==== Provided entries ====
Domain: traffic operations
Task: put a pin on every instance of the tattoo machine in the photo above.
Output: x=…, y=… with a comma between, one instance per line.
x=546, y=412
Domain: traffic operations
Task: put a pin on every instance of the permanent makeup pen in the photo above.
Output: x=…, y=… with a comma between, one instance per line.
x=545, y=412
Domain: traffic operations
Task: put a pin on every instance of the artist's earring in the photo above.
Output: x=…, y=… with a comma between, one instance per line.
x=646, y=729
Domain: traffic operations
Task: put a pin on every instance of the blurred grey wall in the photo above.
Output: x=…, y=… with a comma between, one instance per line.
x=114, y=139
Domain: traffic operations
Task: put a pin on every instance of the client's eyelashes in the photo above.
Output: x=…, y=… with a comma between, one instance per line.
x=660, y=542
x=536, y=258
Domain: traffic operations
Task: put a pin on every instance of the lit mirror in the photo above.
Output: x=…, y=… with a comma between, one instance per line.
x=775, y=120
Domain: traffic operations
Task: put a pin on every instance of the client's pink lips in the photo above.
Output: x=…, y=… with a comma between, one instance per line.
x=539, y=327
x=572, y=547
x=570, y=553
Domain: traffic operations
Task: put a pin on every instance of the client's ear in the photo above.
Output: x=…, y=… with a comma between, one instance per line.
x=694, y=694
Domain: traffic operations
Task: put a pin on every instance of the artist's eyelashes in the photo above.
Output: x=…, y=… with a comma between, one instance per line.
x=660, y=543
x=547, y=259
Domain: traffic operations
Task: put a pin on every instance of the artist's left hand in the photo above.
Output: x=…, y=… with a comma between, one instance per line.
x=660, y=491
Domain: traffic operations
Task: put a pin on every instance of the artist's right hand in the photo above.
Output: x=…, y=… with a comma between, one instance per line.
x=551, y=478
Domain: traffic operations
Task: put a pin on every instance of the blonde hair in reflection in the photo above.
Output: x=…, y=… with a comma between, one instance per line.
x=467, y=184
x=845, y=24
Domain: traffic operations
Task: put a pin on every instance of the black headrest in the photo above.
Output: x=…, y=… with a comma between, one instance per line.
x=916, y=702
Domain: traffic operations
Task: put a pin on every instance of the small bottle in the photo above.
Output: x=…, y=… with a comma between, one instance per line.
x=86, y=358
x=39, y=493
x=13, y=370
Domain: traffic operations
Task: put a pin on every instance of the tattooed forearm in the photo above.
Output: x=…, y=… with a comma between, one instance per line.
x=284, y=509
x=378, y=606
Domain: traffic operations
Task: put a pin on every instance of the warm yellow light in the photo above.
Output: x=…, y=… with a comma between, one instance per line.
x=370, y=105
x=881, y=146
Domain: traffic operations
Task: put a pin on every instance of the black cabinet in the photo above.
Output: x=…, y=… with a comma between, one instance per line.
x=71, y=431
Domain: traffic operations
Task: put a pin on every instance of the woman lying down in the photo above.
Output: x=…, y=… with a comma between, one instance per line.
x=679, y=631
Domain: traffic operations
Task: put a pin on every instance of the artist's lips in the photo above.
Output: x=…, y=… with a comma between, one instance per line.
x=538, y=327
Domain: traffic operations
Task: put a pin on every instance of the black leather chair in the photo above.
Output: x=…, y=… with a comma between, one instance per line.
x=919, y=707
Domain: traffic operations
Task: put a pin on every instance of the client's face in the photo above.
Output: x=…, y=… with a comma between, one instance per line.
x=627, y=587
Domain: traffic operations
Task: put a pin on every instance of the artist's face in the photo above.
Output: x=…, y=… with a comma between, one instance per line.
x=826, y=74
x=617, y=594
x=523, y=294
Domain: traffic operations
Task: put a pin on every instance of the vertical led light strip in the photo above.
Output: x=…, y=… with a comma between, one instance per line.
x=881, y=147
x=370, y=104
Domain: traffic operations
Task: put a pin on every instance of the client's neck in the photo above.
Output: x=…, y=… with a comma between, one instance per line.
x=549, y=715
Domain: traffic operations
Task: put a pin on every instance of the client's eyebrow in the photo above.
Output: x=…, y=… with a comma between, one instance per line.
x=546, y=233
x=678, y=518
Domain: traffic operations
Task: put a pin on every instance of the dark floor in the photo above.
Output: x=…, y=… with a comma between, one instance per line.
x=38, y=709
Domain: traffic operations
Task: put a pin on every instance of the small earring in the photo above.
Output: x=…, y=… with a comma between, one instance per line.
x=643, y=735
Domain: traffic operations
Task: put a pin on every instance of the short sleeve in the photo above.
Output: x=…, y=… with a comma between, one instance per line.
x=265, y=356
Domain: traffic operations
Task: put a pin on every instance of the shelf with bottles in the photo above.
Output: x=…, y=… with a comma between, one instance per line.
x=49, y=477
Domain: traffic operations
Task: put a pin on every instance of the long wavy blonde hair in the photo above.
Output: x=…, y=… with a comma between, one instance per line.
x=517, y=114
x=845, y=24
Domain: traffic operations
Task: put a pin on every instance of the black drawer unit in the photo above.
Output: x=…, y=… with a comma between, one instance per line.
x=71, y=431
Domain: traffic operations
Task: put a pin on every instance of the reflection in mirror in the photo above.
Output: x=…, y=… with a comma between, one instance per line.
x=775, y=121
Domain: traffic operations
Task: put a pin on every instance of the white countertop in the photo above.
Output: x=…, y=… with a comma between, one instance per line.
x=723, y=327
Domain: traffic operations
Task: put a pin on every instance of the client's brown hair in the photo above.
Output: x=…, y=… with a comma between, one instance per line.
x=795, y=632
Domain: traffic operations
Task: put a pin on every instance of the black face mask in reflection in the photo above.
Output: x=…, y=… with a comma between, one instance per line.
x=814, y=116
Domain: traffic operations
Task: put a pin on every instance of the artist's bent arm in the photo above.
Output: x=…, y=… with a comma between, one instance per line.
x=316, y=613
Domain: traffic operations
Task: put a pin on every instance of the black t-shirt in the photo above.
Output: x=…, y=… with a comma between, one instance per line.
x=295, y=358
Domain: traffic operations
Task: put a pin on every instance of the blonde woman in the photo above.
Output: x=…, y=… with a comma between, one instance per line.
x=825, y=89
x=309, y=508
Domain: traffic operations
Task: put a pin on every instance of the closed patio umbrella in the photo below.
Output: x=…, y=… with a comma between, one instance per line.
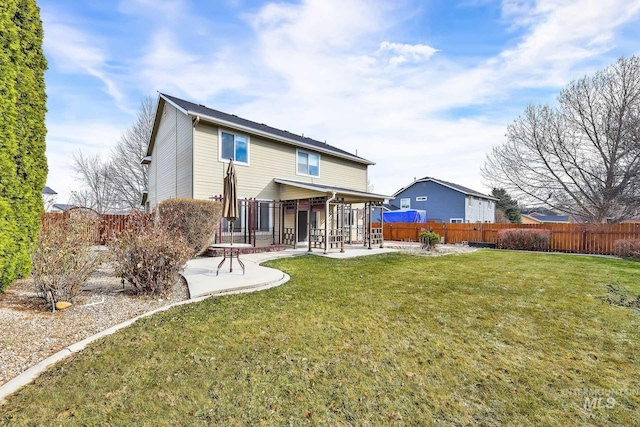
x=230, y=196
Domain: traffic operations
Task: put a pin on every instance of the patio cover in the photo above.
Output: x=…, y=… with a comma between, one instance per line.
x=319, y=190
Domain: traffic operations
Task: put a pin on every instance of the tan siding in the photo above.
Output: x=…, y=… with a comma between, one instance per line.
x=292, y=193
x=152, y=176
x=184, y=160
x=170, y=172
x=165, y=154
x=268, y=159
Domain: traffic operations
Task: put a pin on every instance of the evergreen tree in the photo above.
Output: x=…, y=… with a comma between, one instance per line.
x=23, y=165
x=507, y=205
====
### Problem requirements
Rescale the stretch of material from its start through the line containing "x=536, y=258", inclusive. Reproduce every line, requests included, but multiply each x and y coordinate in the answers by 2.2 and round it to a whole number, with halves rounded up.

### Worked answer
Domain: traffic operations
Task: put a pin on every instance of the tattoo machine in the photo above.
Output: x=…, y=… with a comma between, one instance per line.
x=1201, y=906
Domain: traffic operations
Task: put a pin on every instance of the permanent makeup pen in the photo above.
Output: x=…, y=… with a comma between, one instance per line.
x=1199, y=906
Domain: traffic operations
Task: put a pin on every instance of the artist's earring in the photo above.
Output: x=…, y=… with a comma between, one instance per line.
x=1421, y=1604
Domain: traffic operations
Task: put a pin on every instance of the blurred grey wall in the photo above.
Output: x=…, y=… with a comma between, one instance per line.
x=251, y=306
Domain: traffic operations
Task: put a pin on every instance of the client's eyelashes in the photo above.
Output: x=…, y=… with a comma between, one instance per line.
x=1452, y=1192
x=1179, y=568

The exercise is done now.